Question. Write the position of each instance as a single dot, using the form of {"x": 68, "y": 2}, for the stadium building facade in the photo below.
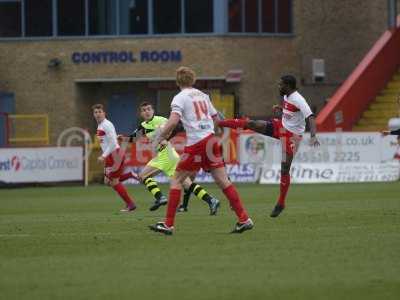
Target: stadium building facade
{"x": 59, "y": 57}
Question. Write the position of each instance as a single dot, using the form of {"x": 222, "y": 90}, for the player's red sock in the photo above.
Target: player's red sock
{"x": 285, "y": 183}
{"x": 234, "y": 199}
{"x": 121, "y": 190}
{"x": 173, "y": 202}
{"x": 233, "y": 123}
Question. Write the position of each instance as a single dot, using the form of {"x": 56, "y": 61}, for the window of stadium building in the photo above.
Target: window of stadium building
{"x": 260, "y": 16}
{"x": 38, "y": 20}
{"x": 71, "y": 17}
{"x": 134, "y": 16}
{"x": 10, "y": 19}
{"x": 76, "y": 18}
{"x": 199, "y": 16}
{"x": 102, "y": 17}
{"x": 167, "y": 16}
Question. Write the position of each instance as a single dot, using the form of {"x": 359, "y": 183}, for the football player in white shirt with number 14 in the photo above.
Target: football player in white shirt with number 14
{"x": 202, "y": 150}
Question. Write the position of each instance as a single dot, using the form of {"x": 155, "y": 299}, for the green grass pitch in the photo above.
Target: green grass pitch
{"x": 333, "y": 242}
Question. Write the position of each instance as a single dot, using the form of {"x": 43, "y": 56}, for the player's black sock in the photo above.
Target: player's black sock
{"x": 152, "y": 186}
{"x": 200, "y": 193}
{"x": 186, "y": 198}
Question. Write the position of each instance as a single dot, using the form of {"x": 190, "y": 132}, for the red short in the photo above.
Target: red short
{"x": 206, "y": 155}
{"x": 289, "y": 140}
{"x": 114, "y": 164}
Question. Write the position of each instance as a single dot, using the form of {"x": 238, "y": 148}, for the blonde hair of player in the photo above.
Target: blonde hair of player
{"x": 185, "y": 77}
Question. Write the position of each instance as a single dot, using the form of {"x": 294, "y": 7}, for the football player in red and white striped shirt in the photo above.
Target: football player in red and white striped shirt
{"x": 202, "y": 150}
{"x": 289, "y": 129}
{"x": 113, "y": 157}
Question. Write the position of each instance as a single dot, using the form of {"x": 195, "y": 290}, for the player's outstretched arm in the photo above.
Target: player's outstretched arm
{"x": 172, "y": 122}
{"x": 259, "y": 126}
{"x": 313, "y": 131}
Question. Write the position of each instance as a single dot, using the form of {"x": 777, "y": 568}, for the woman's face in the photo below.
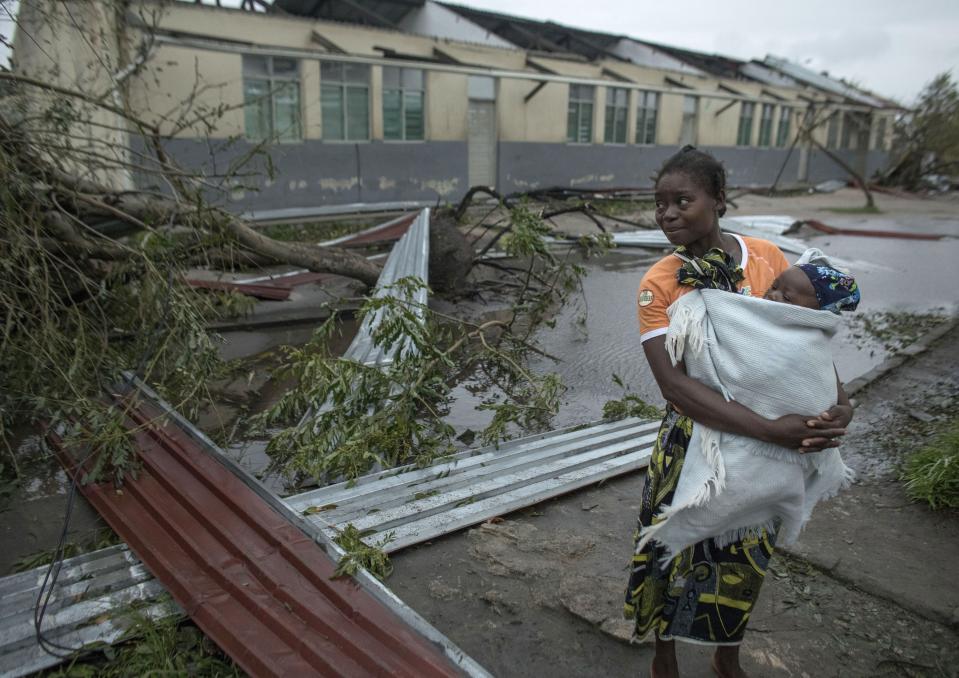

+ + +

From the entries above, copy every line containing the word "below".

Question. Write the position of each instance as a single dot, using the form of {"x": 68, "y": 2}, for the stadium building facade in the photo below.
Question. Write the position of each instance as a single dot, using the form of {"x": 777, "y": 568}, for the woman's face in the photo below.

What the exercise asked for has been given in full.